- REQUIRED WORK -
Copy out the entries below precisely; nothing is to be omitted.

(Collected data entries)
::::::::

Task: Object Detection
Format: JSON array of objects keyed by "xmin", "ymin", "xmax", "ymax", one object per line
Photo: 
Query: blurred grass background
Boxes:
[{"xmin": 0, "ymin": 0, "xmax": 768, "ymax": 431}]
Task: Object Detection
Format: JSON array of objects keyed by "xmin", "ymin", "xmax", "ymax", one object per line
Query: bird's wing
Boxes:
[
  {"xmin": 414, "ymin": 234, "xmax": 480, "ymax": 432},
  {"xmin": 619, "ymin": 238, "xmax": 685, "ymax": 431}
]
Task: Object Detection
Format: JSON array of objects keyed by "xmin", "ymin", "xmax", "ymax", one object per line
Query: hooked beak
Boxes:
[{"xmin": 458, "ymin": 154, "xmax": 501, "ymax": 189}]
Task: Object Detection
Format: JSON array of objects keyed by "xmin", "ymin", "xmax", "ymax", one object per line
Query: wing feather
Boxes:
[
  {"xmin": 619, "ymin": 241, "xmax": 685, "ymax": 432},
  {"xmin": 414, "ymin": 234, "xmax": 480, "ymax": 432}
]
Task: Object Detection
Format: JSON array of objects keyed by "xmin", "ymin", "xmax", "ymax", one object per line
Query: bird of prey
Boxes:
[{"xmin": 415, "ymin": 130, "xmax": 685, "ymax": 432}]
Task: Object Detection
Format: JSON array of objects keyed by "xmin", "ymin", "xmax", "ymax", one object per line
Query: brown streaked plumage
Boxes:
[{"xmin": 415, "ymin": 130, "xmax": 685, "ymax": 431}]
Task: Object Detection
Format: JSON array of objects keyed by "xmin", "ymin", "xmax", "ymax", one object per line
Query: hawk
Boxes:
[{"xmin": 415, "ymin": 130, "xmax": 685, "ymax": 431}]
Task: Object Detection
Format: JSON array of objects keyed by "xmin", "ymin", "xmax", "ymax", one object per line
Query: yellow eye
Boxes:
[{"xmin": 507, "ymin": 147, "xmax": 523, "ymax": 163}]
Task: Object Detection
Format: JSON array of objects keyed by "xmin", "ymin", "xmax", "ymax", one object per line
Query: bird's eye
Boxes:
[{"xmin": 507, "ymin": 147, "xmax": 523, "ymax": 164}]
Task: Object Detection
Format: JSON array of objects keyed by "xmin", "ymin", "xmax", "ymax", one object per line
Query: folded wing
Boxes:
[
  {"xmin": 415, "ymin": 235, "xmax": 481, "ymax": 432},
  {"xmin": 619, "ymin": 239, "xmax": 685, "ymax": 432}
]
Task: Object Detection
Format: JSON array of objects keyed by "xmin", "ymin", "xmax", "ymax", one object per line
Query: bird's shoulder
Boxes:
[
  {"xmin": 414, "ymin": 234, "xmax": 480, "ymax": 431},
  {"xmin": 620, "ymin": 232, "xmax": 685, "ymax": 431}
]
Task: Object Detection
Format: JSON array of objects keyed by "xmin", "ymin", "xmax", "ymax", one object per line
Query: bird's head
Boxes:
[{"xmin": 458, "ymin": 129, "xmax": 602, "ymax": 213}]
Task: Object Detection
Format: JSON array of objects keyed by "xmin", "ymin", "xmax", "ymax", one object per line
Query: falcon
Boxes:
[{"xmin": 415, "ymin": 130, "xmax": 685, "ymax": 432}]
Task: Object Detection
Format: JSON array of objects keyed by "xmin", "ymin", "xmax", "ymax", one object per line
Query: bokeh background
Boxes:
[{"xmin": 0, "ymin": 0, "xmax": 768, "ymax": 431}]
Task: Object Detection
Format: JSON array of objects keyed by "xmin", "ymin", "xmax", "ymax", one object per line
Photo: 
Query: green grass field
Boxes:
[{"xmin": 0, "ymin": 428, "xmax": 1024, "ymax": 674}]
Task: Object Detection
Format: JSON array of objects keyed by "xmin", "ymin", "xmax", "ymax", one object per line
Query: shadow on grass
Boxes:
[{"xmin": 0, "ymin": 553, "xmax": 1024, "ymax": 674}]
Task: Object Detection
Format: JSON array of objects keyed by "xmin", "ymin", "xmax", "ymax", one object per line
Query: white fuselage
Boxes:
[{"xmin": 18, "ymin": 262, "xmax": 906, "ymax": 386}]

::::::::

- FINISHED TASK -
Task: Object Detection
Format: JSON array of objects keyed by "xmin", "ymin", "xmax", "ymax", one object per line
Photo: 
Query: blurred grass background
Boxes:
[{"xmin": 0, "ymin": 0, "xmax": 768, "ymax": 431}]
Task: Object Detection
Format: JSON array of objects keyed by "xmin", "ymin", "xmax", "ymax", one object per line
Query: bird's wing
Boxes:
[
  {"xmin": 414, "ymin": 234, "xmax": 480, "ymax": 432},
  {"xmin": 619, "ymin": 238, "xmax": 685, "ymax": 431}
]
Task: Object Detection
Format: JSON array of objects keyed by "xmin", "ymin", "xmax", "ymax", one object per line
Query: hooked beak
Boxes:
[{"xmin": 458, "ymin": 154, "xmax": 501, "ymax": 189}]
Task: Object Detection
Format: JSON array of objects keyed by "xmin", "ymin", "xmax", "ymax", one object per line
Query: wing feather
Boxes:
[
  {"xmin": 619, "ymin": 241, "xmax": 685, "ymax": 432},
  {"xmin": 414, "ymin": 234, "xmax": 480, "ymax": 432}
]
Task: Object Detection
Format: JSON array of objects keyed by "xmin", "ymin", "xmax", "ymax", one object per line
Query: bird of prey
Boxes:
[{"xmin": 415, "ymin": 130, "xmax": 685, "ymax": 432}]
Task: Object Detection
Format: JSON array of objects keyed by "xmin", "ymin", "xmax", "ymax", one object per line
Query: brown streaked plumage
Boxes:
[{"xmin": 415, "ymin": 130, "xmax": 685, "ymax": 431}]
Task: Object Detection
Format: JSON array of objects keyed by "xmin", "ymin", "xmax", "ymax", one object per line
Query: hawk
Boxes:
[{"xmin": 415, "ymin": 130, "xmax": 685, "ymax": 431}]
Task: Object Detection
Format: JSON array of objects keyed by "xmin", "ymin", "xmax", "ymax", one object per line
Query: yellow eye
Boxes:
[{"xmin": 507, "ymin": 147, "xmax": 523, "ymax": 163}]
Task: Object Detection
Format: JSON array of objects keyed by "xmin", "ymin", "xmax", "ymax", one object per line
Query: bird's eye
Boxes:
[{"xmin": 507, "ymin": 147, "xmax": 523, "ymax": 164}]
Task: Object Detection
Format: JSON array of objects keyed by "xmin", "ymin", "xmax", "ymax", one object per line
Query: folded wing
Boxes:
[
  {"xmin": 415, "ymin": 235, "xmax": 481, "ymax": 432},
  {"xmin": 619, "ymin": 239, "xmax": 685, "ymax": 432}
]
Task: Object Detection
Format: JSON array of objects keyed by "xmin", "ymin", "xmax", "ymax", one object per line
Query: bird's shoulder
Boxes:
[
  {"xmin": 414, "ymin": 234, "xmax": 480, "ymax": 431},
  {"xmin": 620, "ymin": 232, "xmax": 685, "ymax": 431}
]
Task: Object Detection
Format: JSON array of objects keyed by "xmin", "ymin", "xmax", "ymax", one object per line
Query: bird's head
Boxes:
[{"xmin": 458, "ymin": 129, "xmax": 602, "ymax": 213}]
Task: Object Detection
Format: JSON array of objects keyed by "xmin", "ymin", "xmax", "ymax", one object per line
Query: falcon
Boxes:
[{"xmin": 415, "ymin": 130, "xmax": 685, "ymax": 432}]
Task: Object Detection
Format: JSON array of objects keyed by "xmin", "ymin", "xmax", "ymax", one object per line
Query: bokeh background
Boxes:
[{"xmin": 0, "ymin": 0, "xmax": 768, "ymax": 431}]
Task: Object Detection
Format: JSON array of objects keyed by "xmin", "ymin", "xmax", "ymax", one object per line
Photo: 
Query: green grass field
Boxes:
[{"xmin": 0, "ymin": 428, "xmax": 1024, "ymax": 674}]
Task: Object Detection
Format: JSON array of objects keyed by "xmin", "ymin", "xmax", "ymax", one object per line
Query: shadow on grass
Boxes:
[{"xmin": 0, "ymin": 553, "xmax": 1024, "ymax": 674}]
Task: Object Detection
Format: JSON array of objects keyed by "xmin", "ymin", "xmax", "ymax", one object per line
Query: white fuselage
Boxes:
[{"xmin": 18, "ymin": 262, "xmax": 906, "ymax": 386}]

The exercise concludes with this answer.